BEGIN Dataset content

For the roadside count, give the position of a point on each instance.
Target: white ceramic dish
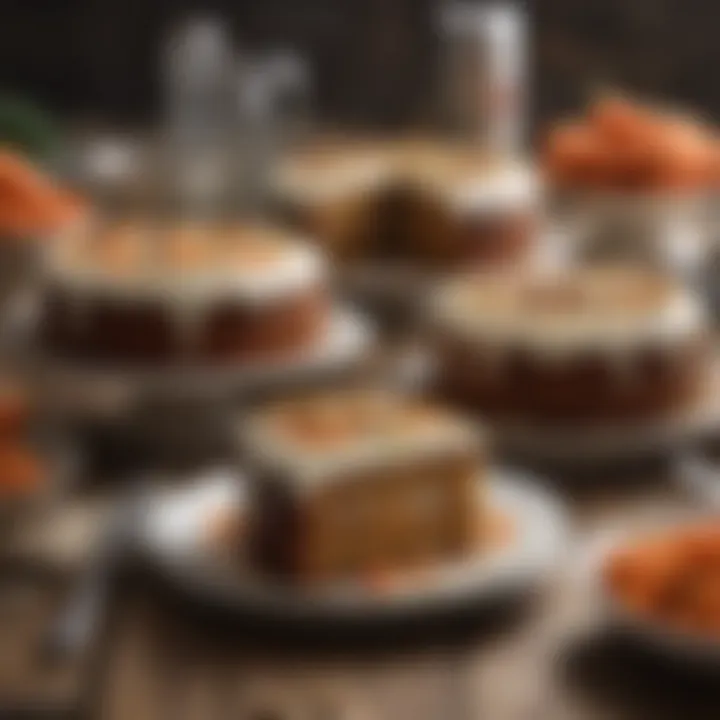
(106, 390)
(176, 539)
(651, 633)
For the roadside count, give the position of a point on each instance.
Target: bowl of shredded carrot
(32, 204)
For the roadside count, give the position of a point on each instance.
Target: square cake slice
(353, 482)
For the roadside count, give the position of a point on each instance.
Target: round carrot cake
(595, 344)
(138, 293)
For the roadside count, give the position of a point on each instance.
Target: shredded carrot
(31, 204)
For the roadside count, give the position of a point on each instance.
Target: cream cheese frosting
(567, 312)
(326, 440)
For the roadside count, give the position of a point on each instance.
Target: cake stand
(182, 411)
(584, 445)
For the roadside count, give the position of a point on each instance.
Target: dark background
(374, 60)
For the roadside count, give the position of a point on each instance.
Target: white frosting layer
(251, 265)
(602, 310)
(508, 188)
(308, 466)
(456, 175)
(322, 178)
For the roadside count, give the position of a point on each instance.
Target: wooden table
(163, 659)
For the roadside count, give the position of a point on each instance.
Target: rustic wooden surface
(161, 659)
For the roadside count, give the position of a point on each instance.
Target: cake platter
(671, 642)
(179, 536)
(87, 389)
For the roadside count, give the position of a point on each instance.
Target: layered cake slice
(424, 201)
(138, 293)
(463, 210)
(333, 192)
(593, 344)
(354, 482)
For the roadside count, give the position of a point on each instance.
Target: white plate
(175, 537)
(652, 633)
(700, 476)
(586, 444)
(108, 389)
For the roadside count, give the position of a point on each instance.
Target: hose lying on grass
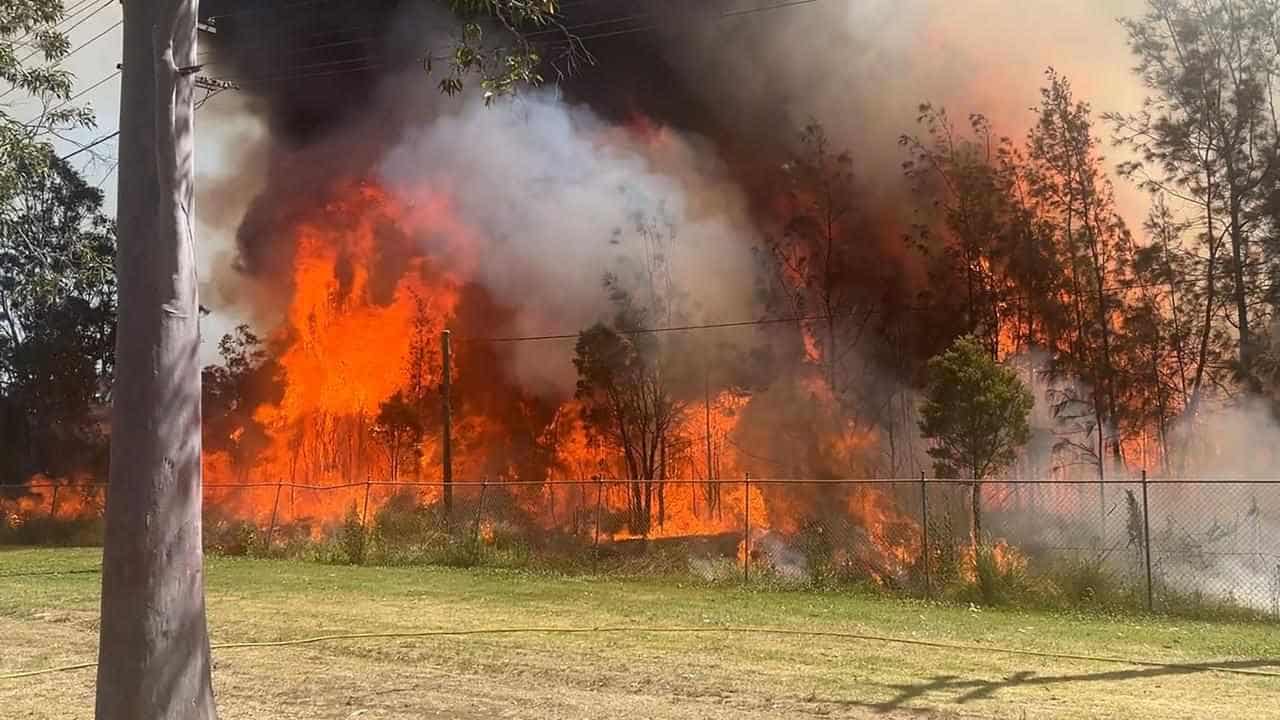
(728, 629)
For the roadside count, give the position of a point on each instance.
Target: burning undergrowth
(501, 223)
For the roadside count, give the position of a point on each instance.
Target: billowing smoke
(560, 197)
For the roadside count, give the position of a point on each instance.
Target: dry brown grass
(50, 619)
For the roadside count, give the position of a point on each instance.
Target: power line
(82, 45)
(570, 30)
(68, 14)
(90, 146)
(654, 331)
(82, 21)
(87, 90)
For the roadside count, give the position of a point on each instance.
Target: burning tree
(977, 414)
(626, 402)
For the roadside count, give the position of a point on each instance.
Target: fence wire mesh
(1161, 543)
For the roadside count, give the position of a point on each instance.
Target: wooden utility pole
(154, 645)
(447, 414)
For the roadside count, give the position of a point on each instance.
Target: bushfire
(352, 419)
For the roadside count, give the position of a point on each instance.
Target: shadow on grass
(974, 689)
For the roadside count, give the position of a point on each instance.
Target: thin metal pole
(924, 528)
(447, 420)
(364, 513)
(595, 543)
(275, 506)
(475, 536)
(1146, 541)
(746, 527)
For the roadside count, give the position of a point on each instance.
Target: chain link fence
(1161, 543)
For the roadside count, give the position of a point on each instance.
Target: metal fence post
(364, 513)
(475, 532)
(595, 543)
(924, 532)
(1146, 541)
(746, 528)
(275, 506)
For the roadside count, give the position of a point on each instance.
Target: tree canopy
(976, 411)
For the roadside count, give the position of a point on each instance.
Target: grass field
(49, 606)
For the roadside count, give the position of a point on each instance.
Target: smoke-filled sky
(858, 67)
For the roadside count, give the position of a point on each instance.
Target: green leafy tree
(232, 391)
(1070, 187)
(400, 429)
(31, 49)
(1206, 135)
(502, 42)
(627, 404)
(976, 411)
(56, 322)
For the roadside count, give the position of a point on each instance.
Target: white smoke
(554, 195)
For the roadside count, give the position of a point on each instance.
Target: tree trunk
(154, 646)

END Dataset content

# Exercise aim
Omit all images when repeating the data above exactly.

# Your solution
For the roadside count, give the position of a point on each instance.
Target: white ceramic dish
(106, 390)
(176, 539)
(651, 633)
For the roadside count, give the position of a point on each instance.
Target: bowl of shredded carrot
(32, 204)
For the roadside count, give the position of a point on each instance.
Target: square cake slice
(353, 482)
For the roadside count, give the position of a point on each instance.
Target: round carrot cake
(595, 344)
(138, 293)
For the roadside count, give the position of a point on each instance.
Target: shredded carrot
(31, 204)
For the roadside count, give the position of a point on each instance.
Target: cream cheese frosting
(567, 312)
(326, 440)
For the roadside count, give the position of a point on each instance.
Target: cake stand
(182, 411)
(584, 445)
For the roadside count, give the position of a point on each instance.
Target: dark background
(374, 60)
For the roadside count, give the position of a point on each instance.
Target: white frosting layer
(251, 265)
(602, 310)
(508, 188)
(308, 466)
(456, 175)
(322, 178)
For the roadside count, give the position of a point on each instance.
Target: wooden table
(163, 659)
For the roadside count, give the position of a point on each instance.
Target: rustic wooden surface
(161, 659)
For the roadside count, give the position of a point on each instance.
Target: cake platter
(671, 642)
(179, 536)
(87, 389)
For the roadside count, give the position of a point on each instance.
Target: layered cake slice
(424, 201)
(138, 293)
(463, 210)
(333, 192)
(593, 344)
(354, 482)
For the roadside count, give the position of a point on each instance.
Target: white plate
(175, 537)
(652, 633)
(700, 476)
(586, 444)
(108, 389)
For the roadside count, give the position of a point on each instance.
Target: hose lying on grass
(728, 629)
For the roadside count, give the position of a point on each instance.
Target: burning undergrowth
(501, 223)
For the roadside count, give the position of a point on each instance.
Target: billowing smoke
(560, 197)
For the roadside count, give the position of a point on each instance.
Target: dry brown grass
(50, 619)
For the roadside count, give the position of a point on each instance.
Target: power line
(82, 45)
(570, 30)
(68, 14)
(90, 146)
(654, 331)
(82, 21)
(87, 90)
For the roadside count, give the position of a point on each instance.
Target: burning tree
(977, 414)
(626, 402)
For the roadside count, give the position of a point on each instance.
Target: fence wire mesh
(1161, 543)
For the roadside count, give the position of a point on each instance.
Target: wooden utility pole
(154, 645)
(447, 414)
For the roadside count, give the position of a point on each instance.
Target: bushfire
(352, 419)
For the roadside count, give the position of a point on each instance.
Target: shadow on grass
(974, 689)
For the roadside count, give the position of a point on each instance.
Target: thin metal pole
(924, 528)
(447, 420)
(364, 513)
(595, 543)
(275, 506)
(475, 536)
(1146, 541)
(746, 527)
For the roadside count, give the position of a point on each instance.
Target: chain link fence
(1161, 543)
For the roadside count, give the position of a point on each instance.
Target: metal fence post
(364, 513)
(475, 532)
(595, 543)
(924, 532)
(1146, 541)
(746, 528)
(275, 506)
For the roadside count, give the position of a point on each instance.
Target: tree canopy
(976, 411)
For the roadside count, give the position of a point on each instance.
Target: grass field
(49, 606)
For the roadside count, give the position of a point on each instance.
Target: smoke-filled sky
(858, 67)
For the roadside count, give the position of a point on each instance.
Target: green leafy tree
(232, 391)
(1070, 187)
(400, 429)
(31, 49)
(1206, 135)
(502, 42)
(627, 404)
(976, 411)
(56, 322)
For the roadside count, give the position of a point on each instance.
Target: white smoke
(554, 195)
For the roadside count, give the position of a point on each instance.
Target: tree trunk
(154, 646)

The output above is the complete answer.